**Dataset**.
──────────

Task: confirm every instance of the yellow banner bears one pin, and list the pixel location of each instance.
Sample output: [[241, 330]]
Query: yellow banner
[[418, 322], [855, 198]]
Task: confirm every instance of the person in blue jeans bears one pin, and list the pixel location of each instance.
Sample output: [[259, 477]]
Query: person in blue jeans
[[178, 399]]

──────────

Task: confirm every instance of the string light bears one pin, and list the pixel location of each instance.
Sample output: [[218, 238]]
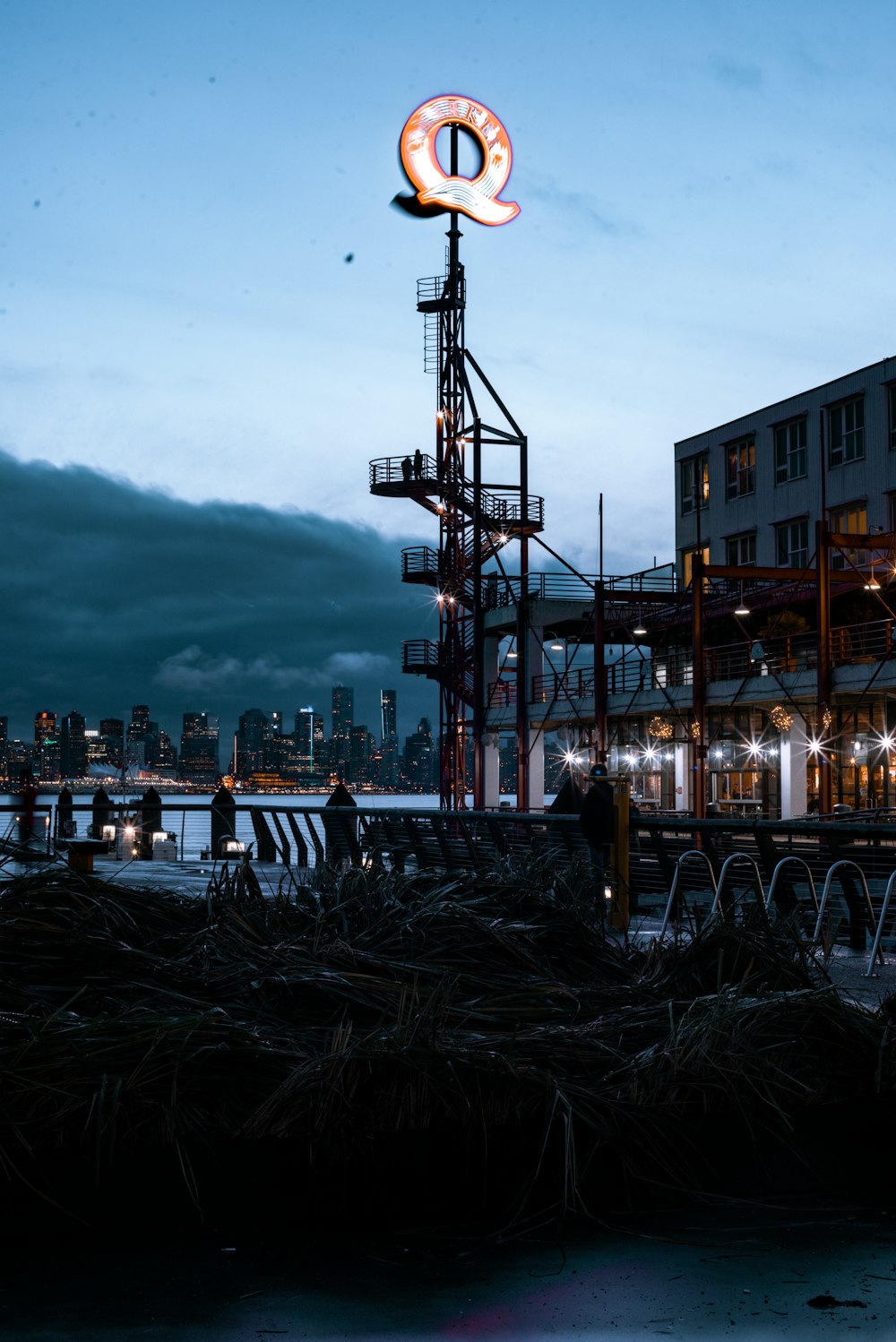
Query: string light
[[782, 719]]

──────────

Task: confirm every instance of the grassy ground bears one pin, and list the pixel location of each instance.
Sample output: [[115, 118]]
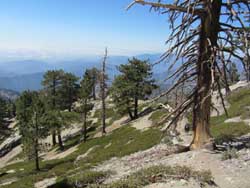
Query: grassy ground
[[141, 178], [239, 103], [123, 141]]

──────────

**Given task**. Show each line of the records above that contains the word "person".

**Answer below**.
Task: confirm every instance of the person in blue jeans bears one pin, and list the pixel location of each instance.
Query: person in blue jeans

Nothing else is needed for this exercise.